--- Data provided Enclosed Below ---
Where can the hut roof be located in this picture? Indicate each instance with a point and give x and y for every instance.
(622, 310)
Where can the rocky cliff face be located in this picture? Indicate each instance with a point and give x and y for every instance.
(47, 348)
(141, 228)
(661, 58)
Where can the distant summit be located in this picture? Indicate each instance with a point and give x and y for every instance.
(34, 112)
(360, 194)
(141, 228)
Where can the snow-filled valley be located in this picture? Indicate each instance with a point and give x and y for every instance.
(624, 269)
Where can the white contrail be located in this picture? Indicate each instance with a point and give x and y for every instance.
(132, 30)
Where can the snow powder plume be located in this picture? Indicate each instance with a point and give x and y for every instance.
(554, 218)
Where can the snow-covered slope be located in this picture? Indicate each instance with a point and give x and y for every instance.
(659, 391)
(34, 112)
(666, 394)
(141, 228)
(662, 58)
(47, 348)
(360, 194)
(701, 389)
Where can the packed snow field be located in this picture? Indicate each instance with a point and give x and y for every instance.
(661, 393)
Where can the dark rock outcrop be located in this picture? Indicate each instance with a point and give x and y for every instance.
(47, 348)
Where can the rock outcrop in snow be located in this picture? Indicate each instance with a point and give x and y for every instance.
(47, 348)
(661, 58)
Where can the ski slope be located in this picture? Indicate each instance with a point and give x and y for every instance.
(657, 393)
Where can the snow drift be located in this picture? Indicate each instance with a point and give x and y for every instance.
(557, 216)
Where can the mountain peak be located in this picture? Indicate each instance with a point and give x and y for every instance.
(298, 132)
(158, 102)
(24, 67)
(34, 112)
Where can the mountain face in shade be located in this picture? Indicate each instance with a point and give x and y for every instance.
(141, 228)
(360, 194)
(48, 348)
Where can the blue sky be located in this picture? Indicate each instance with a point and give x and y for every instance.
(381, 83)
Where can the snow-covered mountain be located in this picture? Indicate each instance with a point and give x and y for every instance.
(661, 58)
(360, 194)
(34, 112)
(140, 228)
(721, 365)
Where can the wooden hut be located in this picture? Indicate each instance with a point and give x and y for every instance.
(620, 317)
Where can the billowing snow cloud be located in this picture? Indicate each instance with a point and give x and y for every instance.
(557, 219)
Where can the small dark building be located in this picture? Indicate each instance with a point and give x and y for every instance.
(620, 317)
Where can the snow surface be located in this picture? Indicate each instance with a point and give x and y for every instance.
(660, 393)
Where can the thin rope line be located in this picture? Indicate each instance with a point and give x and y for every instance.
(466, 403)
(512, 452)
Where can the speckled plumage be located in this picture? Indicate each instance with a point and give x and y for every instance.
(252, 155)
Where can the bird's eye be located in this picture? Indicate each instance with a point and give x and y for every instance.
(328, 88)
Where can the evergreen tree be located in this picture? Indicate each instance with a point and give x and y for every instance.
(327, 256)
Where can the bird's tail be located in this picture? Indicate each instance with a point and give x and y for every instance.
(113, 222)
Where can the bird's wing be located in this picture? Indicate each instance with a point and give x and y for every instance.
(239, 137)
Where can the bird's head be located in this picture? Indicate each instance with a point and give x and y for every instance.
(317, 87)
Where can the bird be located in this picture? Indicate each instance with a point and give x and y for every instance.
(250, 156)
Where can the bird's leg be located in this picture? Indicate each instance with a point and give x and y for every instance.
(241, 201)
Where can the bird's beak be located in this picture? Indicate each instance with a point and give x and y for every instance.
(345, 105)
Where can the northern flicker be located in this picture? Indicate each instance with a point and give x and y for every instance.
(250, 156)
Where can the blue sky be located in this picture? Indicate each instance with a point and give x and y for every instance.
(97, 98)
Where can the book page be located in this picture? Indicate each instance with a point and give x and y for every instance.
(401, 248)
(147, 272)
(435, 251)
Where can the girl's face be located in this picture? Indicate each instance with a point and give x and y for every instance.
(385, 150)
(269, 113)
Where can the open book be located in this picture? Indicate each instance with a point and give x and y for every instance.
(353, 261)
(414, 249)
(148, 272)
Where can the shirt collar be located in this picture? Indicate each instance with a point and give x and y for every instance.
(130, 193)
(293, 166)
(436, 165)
--- End of Enclosed Data provided ---
## What the task requires
Make an exact copy of every record in the listing.

## Written solution
Where can the hut roof be located in this picture? Indicate each instance with a point and give x and y for every instance.
(622, 310)
Where can the rocky cliff face be located in this picture? Indicate each instance with a point and give x and y for every instance.
(47, 348)
(141, 228)
(661, 58)
Where can the distant summit be located in this picture? Indicate each instance with a point and give x and y for every instance.
(34, 112)
(360, 194)
(141, 228)
Where can the snow-filled valley be located in this picture? Indicate each instance with a point and give x and y for every instance.
(624, 269)
Where can the white contrail be located in this picture? Indicate each instance with a point and give x and y for every instance.
(132, 30)
Where can the snow powder plume be located in this picture? Indicate each instance with a point and give x and y for every instance.
(554, 218)
Where can the snow-covered slope be located in this picture? Indicate each instance with a point and give x and y for every instance.
(659, 391)
(34, 112)
(666, 394)
(141, 228)
(662, 58)
(47, 348)
(360, 194)
(701, 389)
Where can the packed snow field be located in this picture? Indicate each instance with a point and give x and y for every instance.
(661, 393)
Where can the dark rock outcrop be located in this picture? Indicate each instance with a point and give x and y for every instance.
(47, 348)
Where can the rock outcrop in snow be located in this picture? Indicate each instance with a point and give x and y for every instance.
(47, 348)
(661, 58)
Where can the ski slope be located in this picture? Indicate each instance with a point and give x and y for every instance.
(657, 393)
Where can the snow drift be located in this picture? Indicate each instance with a point and give x and y for every instance.
(557, 216)
Where can the mountain peak be located in this picture? Indicate each instance with a point and give x and y for every instance.
(298, 132)
(158, 102)
(24, 67)
(34, 112)
Where can the mountain face in shade be located in this picture? Indicate each instance with a point and give x and y for every instance.
(141, 228)
(360, 194)
(48, 348)
Where can the blue sky be located in this picture? Indicate each instance with a point and give x and y for every instance.
(381, 83)
Where can the snow-covered mountain be located in this picture? Indicate each instance with a point and give x and y for every instance.
(661, 58)
(360, 194)
(34, 112)
(140, 228)
(721, 365)
Where can the wooden hut be located in this picture? Indicate each instance with a point and give x and y for every instance.
(620, 317)
Where can the billowing snow cloud be located in this picture? Indicate each instance with a point and give x and y for every instance.
(557, 219)
Where can the small dark building be located in this picture? Indicate each instance with a point and give x and y for every instance.
(620, 317)
Where can the snow surface be located in this picture? Indicate each instance with a point and give x and y for every instance.
(660, 393)
Where can the thin rope line be located in this picture? Indicate each instance with a point and give x and y for every instance.
(466, 403)
(512, 452)
Where can the speckled plumage be located in this picture? Indicate each instance with a point and give x and y for every instance.
(252, 155)
Where can the bird's eye be located in this picture? Indicate each instance with a point and give x and y for every instance.
(328, 88)
Where can the evergreen tree be located in this picture? Indicate each instance with a point and give x and y for every instance.
(327, 256)
Where can the bird's tail be located in this picture? Indicate each instance with a point and give x and y for every instance.
(113, 222)
Where can the bird's wing be located in this picture? Indicate each instance with a point and give x and y for every instance.
(239, 137)
Where can the bird's head be located in this picture? Indicate each instance with a point and give x and y for every instance.
(317, 87)
Where can the bird be located in this picture? Indicate each instance with a point and give x and y for every instance.
(250, 156)
Where can the bird's leg be located in this picture? Indicate each instance with a point and give x and y for every instance.
(241, 201)
Where can the bird's beak be located in this picture? Indicate each instance with a point and give x and y for every instance.
(345, 105)
Where can the northern flicker be located in this picture? Indicate each instance with a point and give x and y for every instance.
(250, 156)
Where can the blue sky be located in this picture? Indicate each instance with a point and give x and y for every instance.
(97, 98)
Where can the book page be located in this picture? Indicate each instance with a point and give x and y for every instance.
(401, 248)
(147, 272)
(435, 251)
Where can the girl's face be located in this picture? Indicate each instance with a point and give x and y for every instance.
(385, 150)
(269, 113)
Where can the open book be located in this picture? Indicate each instance with a point and give x and y for every instance.
(353, 261)
(414, 249)
(148, 272)
Where can the shirt collar be located in this picture? Indicate each instance with a point and give x and y for every instance.
(130, 193)
(293, 166)
(436, 165)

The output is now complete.